- [Text provided]
══════════
So, conceding the nonliability of the appellant for the negligence of its firemen, nevertheless, if the collision of the fire engine in their charge with the wagon in which appellee was riding resulted solely from a defect in the street, the defect, if it was such as to prevent the street from being reasonably safe for ordinary travel by the public, and was known, or by the exercise of ordinary care might have become known to appellant in time to repair it before the accident, must be regarded as the efficient or proximate cause of appellee's injury.

There is, however, another aspect of the law applicable to the case it will be well to here notice. Although the defect in the street may have contributed to the collision between appellant's fire engine and the wagon resulting in appellee's injury, if at the time the horses attached to the fire engine were from fright running away and beyond the control of the driver, whether such fright resulted from the negligence of the driver or other cause, and appellee's injuries would have been sustained, in the absence of the defect in the street, by the running away of the horses alone, then the defect in the street cannot be regarded as the proximate cause of the injury.

It seems to be well settled in law that if the injury is the result of concurring causes for one of which only the defendant is responsible he must answer, or where the injury is the combined result of negligence and accident, the negligent party must answer unless the injury would have happened if it had not been negligent. 1 Thompson, § 68; City of Louisville v. Hart's Adm'r, 143 Ky. 171, 136 S.W. 212, 35 L. R. A. (N. S.) 207; Whiteman-McNamara Tobacco Co. v. Warren, 66 S.W. 609, 23 Ky. Law Rep. 2120; 29 Cyc. 498; City of Louisville v. Johnson, 69 S.W. 803, 24 Ky. Law Rep. 685.
══════════
- [Task requirements]
A: Summarize the legal passage in three sentences.
B: List every court case cited by name in the legal passage.
C: Update the legal passage between "There is, however, another" and "of the injury.", inclusive, by replacing "fire engine" with "fire wagon".

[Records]
══════════
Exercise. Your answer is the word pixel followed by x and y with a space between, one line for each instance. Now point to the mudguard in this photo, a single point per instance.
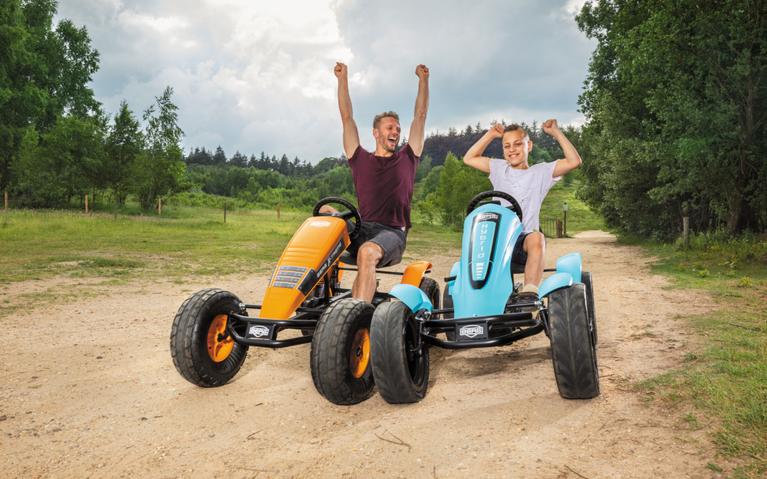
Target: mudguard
pixel 413 297
pixel 571 264
pixel 554 282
══════════
- [Solutions by task]
A: Although the appellant is not liable for its firemen's negligence, a street defect must be regarded as the proximate cause of the appellee's injury if the collision resulted solely from that defect, the defect kept the street from being reasonably safe for ordinary travel, and the appellant knew of it, or could have known of it by ordinary care, in time to repair it. But if the fire engine's horses were running away in fright beyond the driver's control, and the appellee's injuries would have happened from the runaway alone without the defect, the defect cannot be regarded as the proximate cause. Where an injury results from concurring causes and the defendant is responsible for only one of them, or from negligence combined with accident, the defendant or negligent party must answer unless the injury would have happened without that negligence.

B:
City of Louisville v. Hart's Adm'r
Whiteman-McNamara Tobacco Co. v. Warren
City of Louisville v. Johnson

C:
There is, however, another aspect of the law applicable to the case it will be well to here notice. Although the defect in the street may have contributed to the collision between appellant's fire wagon and the wagon resulting in appellee's injury, if at the time the horses attached to the fire wagon were from fright running away and beyond the control of the driver, whether such fright resulted from the negligence of the driver or other cause, and appellee's injuries would have been sustained, in the absence of the defect in the street, by the running away of the horses alone, then the defect in the street cannot be regarded as the proximate cause of the injury.